## REQUIREMENT:
Reproduce verbatim the passage of the decimal-to-binary conversion question below that begins with the words containing "I came up with" and ends with "separate binary bits.".

**** PAGE

How to implement decimal to binary conversion

Question

I implemented a binary to decimal function in Haskell and am currently working on a function that would convert a decimal into a binary value. (I'm aware that these functionalities are available somewhere although they're not part of Prelude.hs)

I came up with the following code for a C-type procedural language, but I have trouble adapting it into the functional paradigm.

while (n > 0)
{
    if (n % 2 == 1)
        str = str + "1";
    else
        str = str + "0";
    n = n / 2;
}

I ventured into functional programming in Haskell only recently so I'm quite new to the functional way of thinking. I attempted the above using both recursion and list comprehension, but I'm not sure on how to place the guards and the logic properly since this involves multiple conditions. I use an Int list to hold the separate binary bits.

********
**** EXTRACTED DATA

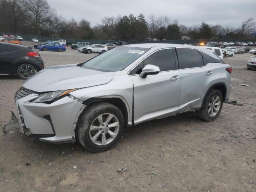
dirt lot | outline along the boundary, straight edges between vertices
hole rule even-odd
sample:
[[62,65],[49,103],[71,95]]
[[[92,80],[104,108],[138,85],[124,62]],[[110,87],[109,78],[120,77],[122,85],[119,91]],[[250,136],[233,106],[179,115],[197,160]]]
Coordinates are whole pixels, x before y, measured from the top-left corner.
[[[39,53],[46,67],[96,55],[69,48]],[[246,67],[252,56],[224,58],[233,70],[230,98],[243,105],[224,104],[212,122],[188,112],[144,123],[101,153],[78,143],[32,142],[18,131],[1,132],[0,191],[256,192],[256,70]],[[1,126],[16,111],[14,95],[23,81],[0,76]]]

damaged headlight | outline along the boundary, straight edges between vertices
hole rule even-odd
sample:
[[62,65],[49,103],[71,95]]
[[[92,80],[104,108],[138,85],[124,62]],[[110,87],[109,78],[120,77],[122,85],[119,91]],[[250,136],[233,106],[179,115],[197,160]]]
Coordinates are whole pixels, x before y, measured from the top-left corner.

********

## OUTPUT OF THE TASK:
I came up with the following code for a C-type procedural language, but I have trouble adapting it into the functional paradigm.

while (n > 0)
{
    if (n % 2 == 1)
        str = str + "1";
    else
        str = str + "0";
    n = n / 2;
}

I ventured into functional programming in Haskell only recently so I'm quite new to the functional way of thinking. I attempted the above using both recursion and list comprehension, but I'm not sure on how to place the guards and the logic properly since this involves multiple conditions. I use an Int list to hold the separate binary bits.